#### SHORT PROBLEM
Transcribe, word for word, the line containing "Exercise. Point to every instance of the straw" and each line following it through the end of the listing below. Omit all other lines.
+++
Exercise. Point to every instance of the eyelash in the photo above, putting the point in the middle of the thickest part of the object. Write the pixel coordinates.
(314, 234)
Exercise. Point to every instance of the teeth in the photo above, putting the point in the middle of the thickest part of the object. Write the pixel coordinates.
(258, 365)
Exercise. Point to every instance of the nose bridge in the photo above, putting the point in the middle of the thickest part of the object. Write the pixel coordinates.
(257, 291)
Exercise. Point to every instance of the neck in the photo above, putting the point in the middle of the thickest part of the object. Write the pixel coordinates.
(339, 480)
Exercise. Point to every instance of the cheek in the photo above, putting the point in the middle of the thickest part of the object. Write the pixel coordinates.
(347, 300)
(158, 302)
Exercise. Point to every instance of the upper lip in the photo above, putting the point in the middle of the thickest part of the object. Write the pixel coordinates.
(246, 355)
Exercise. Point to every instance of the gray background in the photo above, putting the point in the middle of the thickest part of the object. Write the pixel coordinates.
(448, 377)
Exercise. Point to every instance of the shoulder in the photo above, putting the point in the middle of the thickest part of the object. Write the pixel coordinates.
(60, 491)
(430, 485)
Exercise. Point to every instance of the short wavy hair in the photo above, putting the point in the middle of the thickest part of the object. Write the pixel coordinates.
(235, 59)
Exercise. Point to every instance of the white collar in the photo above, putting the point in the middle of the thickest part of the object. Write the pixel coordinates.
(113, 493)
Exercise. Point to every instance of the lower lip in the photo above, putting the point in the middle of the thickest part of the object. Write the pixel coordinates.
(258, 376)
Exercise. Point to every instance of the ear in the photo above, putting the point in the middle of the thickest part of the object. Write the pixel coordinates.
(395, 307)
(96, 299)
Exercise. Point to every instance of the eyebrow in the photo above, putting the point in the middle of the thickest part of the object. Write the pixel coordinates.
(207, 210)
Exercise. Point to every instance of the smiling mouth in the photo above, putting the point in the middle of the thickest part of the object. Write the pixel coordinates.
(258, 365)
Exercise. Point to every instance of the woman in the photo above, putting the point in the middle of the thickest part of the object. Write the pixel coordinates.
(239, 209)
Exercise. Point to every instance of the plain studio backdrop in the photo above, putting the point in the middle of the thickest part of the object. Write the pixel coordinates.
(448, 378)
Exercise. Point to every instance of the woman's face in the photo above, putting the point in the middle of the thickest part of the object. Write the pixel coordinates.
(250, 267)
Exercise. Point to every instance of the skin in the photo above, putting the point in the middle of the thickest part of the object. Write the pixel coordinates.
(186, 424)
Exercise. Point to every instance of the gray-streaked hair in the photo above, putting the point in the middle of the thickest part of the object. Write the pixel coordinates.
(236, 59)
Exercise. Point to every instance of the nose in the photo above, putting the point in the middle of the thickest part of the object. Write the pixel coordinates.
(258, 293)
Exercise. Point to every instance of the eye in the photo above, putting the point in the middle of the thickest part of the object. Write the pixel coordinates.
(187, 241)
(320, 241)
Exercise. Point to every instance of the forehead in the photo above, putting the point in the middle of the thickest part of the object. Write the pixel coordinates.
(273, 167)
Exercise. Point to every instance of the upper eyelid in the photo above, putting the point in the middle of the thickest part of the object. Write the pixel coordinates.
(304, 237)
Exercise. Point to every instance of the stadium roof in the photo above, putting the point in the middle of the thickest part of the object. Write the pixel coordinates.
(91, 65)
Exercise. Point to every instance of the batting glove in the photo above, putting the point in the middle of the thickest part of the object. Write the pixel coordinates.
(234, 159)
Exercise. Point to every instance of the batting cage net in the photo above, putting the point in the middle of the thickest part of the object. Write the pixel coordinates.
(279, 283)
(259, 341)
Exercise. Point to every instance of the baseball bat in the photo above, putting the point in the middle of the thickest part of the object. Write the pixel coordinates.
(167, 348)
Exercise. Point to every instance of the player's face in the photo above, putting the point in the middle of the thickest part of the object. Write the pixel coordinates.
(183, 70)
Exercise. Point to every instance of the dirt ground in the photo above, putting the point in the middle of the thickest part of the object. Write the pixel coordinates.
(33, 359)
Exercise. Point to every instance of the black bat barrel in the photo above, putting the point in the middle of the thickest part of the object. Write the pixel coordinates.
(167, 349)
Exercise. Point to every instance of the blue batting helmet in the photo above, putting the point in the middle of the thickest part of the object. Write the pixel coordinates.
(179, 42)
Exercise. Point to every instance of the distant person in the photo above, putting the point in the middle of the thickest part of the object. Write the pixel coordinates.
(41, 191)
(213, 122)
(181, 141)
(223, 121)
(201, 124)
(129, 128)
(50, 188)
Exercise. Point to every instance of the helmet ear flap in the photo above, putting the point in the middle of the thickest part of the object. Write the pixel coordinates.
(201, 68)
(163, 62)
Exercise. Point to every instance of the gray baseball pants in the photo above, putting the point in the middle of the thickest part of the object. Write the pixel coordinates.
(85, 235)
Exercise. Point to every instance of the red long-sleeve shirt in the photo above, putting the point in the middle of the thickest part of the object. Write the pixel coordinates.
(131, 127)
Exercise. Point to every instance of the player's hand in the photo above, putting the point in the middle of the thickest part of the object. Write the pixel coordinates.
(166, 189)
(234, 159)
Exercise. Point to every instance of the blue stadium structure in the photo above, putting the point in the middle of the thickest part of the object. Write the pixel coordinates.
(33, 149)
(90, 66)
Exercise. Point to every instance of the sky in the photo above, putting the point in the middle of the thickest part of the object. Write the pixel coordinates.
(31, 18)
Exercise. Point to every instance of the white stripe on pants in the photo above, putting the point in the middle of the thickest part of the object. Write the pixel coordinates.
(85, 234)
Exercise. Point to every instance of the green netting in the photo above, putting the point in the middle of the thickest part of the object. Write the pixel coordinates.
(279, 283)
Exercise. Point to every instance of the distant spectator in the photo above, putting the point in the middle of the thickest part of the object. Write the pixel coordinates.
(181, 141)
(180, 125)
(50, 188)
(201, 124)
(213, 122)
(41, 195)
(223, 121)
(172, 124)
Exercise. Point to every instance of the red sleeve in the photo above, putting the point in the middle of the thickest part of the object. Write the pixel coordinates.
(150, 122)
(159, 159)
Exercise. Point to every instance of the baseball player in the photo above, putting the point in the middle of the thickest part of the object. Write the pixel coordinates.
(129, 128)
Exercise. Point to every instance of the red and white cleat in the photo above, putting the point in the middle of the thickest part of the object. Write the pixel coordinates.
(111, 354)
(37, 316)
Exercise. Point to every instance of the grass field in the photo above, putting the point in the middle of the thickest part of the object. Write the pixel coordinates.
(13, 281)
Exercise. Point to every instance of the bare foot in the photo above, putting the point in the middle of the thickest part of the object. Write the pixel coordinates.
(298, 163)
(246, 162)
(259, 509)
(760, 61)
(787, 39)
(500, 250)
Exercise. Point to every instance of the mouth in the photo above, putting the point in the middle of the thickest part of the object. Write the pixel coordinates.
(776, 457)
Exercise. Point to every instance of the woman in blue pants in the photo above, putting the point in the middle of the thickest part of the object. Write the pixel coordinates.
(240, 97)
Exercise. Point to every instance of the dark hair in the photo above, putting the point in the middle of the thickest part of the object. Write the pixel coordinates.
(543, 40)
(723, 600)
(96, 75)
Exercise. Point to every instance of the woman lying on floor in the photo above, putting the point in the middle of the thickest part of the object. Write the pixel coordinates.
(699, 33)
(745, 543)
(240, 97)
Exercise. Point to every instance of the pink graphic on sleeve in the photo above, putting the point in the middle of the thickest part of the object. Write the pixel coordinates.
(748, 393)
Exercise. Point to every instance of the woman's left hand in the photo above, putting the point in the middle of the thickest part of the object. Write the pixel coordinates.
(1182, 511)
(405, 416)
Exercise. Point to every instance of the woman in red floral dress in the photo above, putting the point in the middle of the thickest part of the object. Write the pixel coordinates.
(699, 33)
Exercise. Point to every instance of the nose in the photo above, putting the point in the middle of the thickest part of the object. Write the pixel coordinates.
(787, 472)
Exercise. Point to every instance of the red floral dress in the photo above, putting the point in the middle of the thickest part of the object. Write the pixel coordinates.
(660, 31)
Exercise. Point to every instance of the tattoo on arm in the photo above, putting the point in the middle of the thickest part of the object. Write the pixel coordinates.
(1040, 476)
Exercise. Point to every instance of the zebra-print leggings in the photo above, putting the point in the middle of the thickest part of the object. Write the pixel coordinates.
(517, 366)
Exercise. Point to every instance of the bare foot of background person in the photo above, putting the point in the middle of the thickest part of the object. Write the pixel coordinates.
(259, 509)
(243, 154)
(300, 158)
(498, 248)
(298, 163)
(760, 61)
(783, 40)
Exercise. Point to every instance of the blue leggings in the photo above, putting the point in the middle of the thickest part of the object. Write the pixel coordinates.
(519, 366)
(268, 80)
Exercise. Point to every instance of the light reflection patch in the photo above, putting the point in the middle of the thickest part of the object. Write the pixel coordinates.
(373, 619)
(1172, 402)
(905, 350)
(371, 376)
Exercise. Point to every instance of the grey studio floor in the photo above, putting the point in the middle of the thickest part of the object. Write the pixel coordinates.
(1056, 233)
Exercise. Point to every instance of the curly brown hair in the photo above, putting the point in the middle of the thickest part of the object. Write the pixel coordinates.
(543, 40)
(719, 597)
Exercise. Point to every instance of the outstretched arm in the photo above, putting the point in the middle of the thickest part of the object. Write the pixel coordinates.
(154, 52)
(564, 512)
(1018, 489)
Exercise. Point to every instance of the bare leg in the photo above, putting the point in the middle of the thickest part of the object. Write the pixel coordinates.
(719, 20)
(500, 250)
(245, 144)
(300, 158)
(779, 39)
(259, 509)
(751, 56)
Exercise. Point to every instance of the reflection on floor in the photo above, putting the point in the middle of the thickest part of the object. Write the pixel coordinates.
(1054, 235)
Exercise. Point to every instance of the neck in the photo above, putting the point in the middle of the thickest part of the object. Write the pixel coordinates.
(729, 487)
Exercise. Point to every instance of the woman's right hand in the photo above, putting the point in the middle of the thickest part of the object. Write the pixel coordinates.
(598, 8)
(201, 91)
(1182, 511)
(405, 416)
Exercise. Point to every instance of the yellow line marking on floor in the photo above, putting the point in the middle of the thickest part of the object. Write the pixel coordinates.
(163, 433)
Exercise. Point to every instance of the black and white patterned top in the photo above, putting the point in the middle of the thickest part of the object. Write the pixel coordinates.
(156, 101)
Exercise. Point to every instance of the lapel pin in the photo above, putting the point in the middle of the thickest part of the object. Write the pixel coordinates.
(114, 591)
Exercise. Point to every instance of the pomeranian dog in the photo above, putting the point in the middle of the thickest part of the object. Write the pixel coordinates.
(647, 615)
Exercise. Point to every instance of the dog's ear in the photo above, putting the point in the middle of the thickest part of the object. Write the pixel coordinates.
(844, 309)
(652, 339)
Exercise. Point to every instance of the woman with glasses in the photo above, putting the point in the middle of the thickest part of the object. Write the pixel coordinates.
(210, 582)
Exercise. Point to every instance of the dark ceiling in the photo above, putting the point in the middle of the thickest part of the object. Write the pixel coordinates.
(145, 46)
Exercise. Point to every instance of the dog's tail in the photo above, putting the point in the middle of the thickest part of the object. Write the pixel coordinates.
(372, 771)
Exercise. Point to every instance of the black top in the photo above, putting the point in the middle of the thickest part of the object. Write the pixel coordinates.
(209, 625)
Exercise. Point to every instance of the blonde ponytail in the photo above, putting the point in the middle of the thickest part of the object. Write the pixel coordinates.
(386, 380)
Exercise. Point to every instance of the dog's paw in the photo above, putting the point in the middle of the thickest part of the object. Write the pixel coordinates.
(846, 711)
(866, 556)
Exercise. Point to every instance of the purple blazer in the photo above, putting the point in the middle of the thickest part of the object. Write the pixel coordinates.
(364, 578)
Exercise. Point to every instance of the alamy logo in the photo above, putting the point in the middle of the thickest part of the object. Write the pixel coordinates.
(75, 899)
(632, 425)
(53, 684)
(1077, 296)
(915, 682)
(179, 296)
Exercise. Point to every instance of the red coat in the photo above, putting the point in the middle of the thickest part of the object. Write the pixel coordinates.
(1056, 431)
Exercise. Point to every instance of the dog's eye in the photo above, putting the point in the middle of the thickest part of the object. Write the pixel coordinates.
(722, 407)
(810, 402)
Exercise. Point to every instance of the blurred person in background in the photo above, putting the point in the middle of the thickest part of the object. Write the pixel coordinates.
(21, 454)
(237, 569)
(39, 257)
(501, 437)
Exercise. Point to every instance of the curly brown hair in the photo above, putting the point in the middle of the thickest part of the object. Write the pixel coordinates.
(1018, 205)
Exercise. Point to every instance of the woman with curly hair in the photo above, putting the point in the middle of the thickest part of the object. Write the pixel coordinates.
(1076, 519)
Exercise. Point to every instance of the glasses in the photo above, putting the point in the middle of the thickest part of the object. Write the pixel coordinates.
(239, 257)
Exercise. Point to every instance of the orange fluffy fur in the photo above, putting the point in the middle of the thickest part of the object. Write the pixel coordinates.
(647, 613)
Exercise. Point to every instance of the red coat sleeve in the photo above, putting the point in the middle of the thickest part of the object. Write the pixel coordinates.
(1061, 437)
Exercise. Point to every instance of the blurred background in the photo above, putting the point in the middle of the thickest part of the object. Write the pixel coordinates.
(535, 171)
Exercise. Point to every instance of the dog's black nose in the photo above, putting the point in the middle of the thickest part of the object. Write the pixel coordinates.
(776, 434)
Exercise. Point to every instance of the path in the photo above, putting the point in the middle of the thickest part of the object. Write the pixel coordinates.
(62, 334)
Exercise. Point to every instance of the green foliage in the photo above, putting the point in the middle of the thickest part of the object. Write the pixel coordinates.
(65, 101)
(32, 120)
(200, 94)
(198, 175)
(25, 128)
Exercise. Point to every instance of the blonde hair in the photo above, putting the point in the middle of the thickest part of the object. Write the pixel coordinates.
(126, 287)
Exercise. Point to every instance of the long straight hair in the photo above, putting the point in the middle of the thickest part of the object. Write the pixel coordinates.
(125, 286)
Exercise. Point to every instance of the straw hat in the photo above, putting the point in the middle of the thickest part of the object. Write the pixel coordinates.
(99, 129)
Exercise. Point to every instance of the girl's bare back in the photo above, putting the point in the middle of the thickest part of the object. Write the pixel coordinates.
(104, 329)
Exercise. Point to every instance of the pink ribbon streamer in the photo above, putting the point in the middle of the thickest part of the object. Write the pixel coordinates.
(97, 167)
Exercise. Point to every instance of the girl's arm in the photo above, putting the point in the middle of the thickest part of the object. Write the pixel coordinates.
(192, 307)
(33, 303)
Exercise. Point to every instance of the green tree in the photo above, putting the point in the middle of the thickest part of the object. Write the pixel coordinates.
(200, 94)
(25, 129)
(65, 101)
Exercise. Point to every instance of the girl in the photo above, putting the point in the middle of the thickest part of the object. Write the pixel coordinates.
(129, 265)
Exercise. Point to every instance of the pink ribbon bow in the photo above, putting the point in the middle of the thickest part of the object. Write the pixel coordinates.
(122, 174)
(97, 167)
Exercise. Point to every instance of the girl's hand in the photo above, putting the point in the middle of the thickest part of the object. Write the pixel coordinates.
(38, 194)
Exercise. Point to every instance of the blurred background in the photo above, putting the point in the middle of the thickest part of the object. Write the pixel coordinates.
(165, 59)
+++
#### WRITTEN REPLY
Exercise. Point to every instance of the straw hat in the photo above, putting the point in the middle of the thickest part of the object. Write the pixel coordinates.
(99, 129)
Exercise. Point to every instance of the girl's bare back in the photo above, putting the point in the middle of the thickest part of the object. Write the pixel coordinates.
(104, 329)
Exercise. Point to every instance of the pink ribbon streamer in the photo above, putting the point in the middle of the thickest part of the object. Write the pixel coordinates.
(97, 167)
Exercise. Point to every instance of the girl's arm in the photo above, putting the point in the middle of the thickest part of the object. Write the pixel coordinates.
(192, 307)
(33, 303)
Exercise. Point to every instance of the green tree in the photo above, putting the point in the middle of the thickest part of the object. Write the pixel coordinates.
(200, 94)
(25, 129)
(65, 101)
Exercise. Point to every instance of the girl in the photo above, putting the point in the middle of the thickest part of the object. Write the pixel coordinates.
(129, 265)
Exercise. Point to every instance of the pink ribbon bow in the photo above, putting the point in the middle of the thickest part of the object. Write the pixel coordinates.
(122, 174)
(97, 167)
Exercise. Point to every instance of the girl's hand in the photo above, putting the point in the middle of the thickest part of the object. Write the pixel coordinates.
(38, 194)
Exercise. Point to every instance of the blurred background in the photo above, putting the point in the middle of the thickest part of the object. Write the pixel coordinates.
(165, 59)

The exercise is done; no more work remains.